** Begin Task data **

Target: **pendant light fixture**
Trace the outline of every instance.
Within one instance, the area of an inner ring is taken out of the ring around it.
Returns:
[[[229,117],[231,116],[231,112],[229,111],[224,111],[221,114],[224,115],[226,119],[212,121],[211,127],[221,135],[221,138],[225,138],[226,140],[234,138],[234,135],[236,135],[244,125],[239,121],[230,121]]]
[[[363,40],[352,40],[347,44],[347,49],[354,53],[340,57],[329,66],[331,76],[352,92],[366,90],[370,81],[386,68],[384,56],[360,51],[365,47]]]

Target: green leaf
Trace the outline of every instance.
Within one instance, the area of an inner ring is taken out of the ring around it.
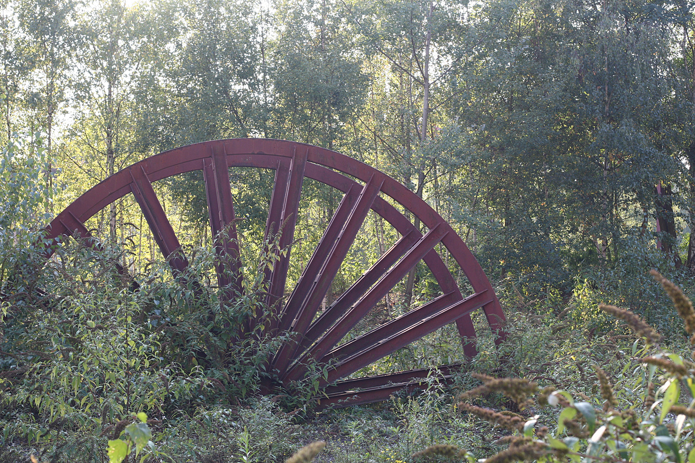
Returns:
[[[536,423],[538,420],[529,420],[524,423],[523,425],[523,435],[525,436],[532,436],[533,435],[533,427],[536,425]]]
[[[594,431],[594,428],[596,425],[596,410],[594,408],[594,405],[587,402],[576,402],[574,404],[574,407],[587,420],[587,423],[589,425],[589,430]]]
[[[553,448],[558,448],[559,450],[569,450],[569,447],[567,446],[566,444],[565,444],[564,442],[558,439],[555,439],[553,436],[548,436],[547,439],[548,439],[548,443]]]
[[[574,436],[569,436],[562,439],[562,441],[569,447],[569,449],[573,452],[577,452],[579,450],[579,437],[575,437]]]
[[[145,448],[147,442],[152,438],[152,432],[147,423],[133,423],[126,427],[126,432],[135,442],[136,455]]]
[[[687,377],[685,383],[688,385],[688,389],[690,389],[690,396],[695,397],[695,382],[693,382],[692,377]]]
[[[678,397],[680,396],[680,383],[677,380],[669,380],[669,381],[671,381],[671,384],[669,384],[669,387],[666,389],[666,393],[664,394],[664,401],[661,404],[661,416],[659,418],[660,423],[664,421],[666,414],[669,413],[669,410],[671,409],[671,407],[673,406],[673,404],[676,403],[676,401],[678,400]]]
[[[121,463],[126,458],[130,449],[128,444],[125,441],[117,439],[114,441],[108,441],[108,446],[106,447],[106,454],[108,455],[109,463]]]
[[[565,420],[571,420],[577,414],[577,409],[573,407],[567,407],[562,410],[560,416],[557,418],[557,434],[560,434],[564,430]]]
[[[680,462],[680,453],[678,452],[678,444],[676,443],[671,436],[657,436],[654,441],[659,445],[659,447],[664,451],[671,451],[671,453],[676,458],[676,461]]]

** End Task data **

• **Task description**:
Update all of the records above so that every "outline" becomes "boundary", keeping everything else the same. Leave the pictures out of your answer.

• **Task output**:
Target: **pendant light fixture**
Trace the boundary of every instance.
Within one instance, the area of an inner ring is taken out of the ring around it.
Returns:
[[[229,117],[231,116],[231,112],[229,111],[224,111],[221,114],[224,115],[226,119],[212,121],[211,127],[221,135],[221,138],[225,138],[226,140],[234,138],[234,135],[236,135],[244,125],[239,121],[230,121]]]
[[[363,40],[352,40],[347,44],[347,49],[354,53],[340,57],[329,66],[331,76],[352,92],[366,90],[370,81],[386,68],[384,56],[360,51],[365,47]]]

Target: green leaf
Trace the boundary of every instance.
Within one instance, the area of an inner ring is taken out of the ring around it.
Returns:
[[[536,423],[538,420],[529,420],[524,423],[523,425],[523,435],[525,436],[532,436],[533,435],[533,427],[536,425]]]
[[[594,431],[594,428],[596,425],[596,410],[594,408],[594,405],[587,402],[576,402],[574,404],[574,407],[587,420],[587,423],[589,425],[589,430]]]
[[[553,448],[558,448],[559,450],[569,450],[569,447],[567,446],[566,444],[565,444],[564,442],[558,439],[555,439],[553,436],[548,436],[547,439],[548,439],[548,443]]]
[[[574,436],[569,436],[562,439],[562,441],[569,447],[569,449],[573,452],[577,452],[579,450],[579,437],[575,437]]]
[[[145,448],[147,442],[152,438],[152,432],[147,423],[133,423],[126,427],[126,432],[135,442],[136,455]]]
[[[687,377],[685,383],[688,385],[688,389],[690,389],[690,396],[695,397],[695,382],[693,382],[692,377]]]
[[[678,397],[680,396],[680,383],[677,380],[669,380],[669,381],[671,381],[671,384],[669,384],[669,387],[666,389],[666,393],[664,394],[664,401],[661,404],[661,416],[659,418],[660,423],[664,421],[666,414],[669,413],[669,410],[671,409],[671,407],[673,406],[673,404],[676,403],[676,401],[678,400]]]
[[[121,463],[126,458],[130,449],[128,444],[125,441],[117,439],[114,441],[108,441],[108,446],[106,447],[106,454],[108,455],[109,463]]]
[[[565,420],[571,420],[577,414],[577,409],[573,407],[567,407],[562,410],[560,416],[557,418],[557,434],[560,434],[564,430]]]
[[[680,462],[680,453],[678,452],[678,444],[676,443],[671,436],[657,436],[654,441],[659,445],[659,447],[664,451],[671,451],[671,453],[676,458],[676,461]]]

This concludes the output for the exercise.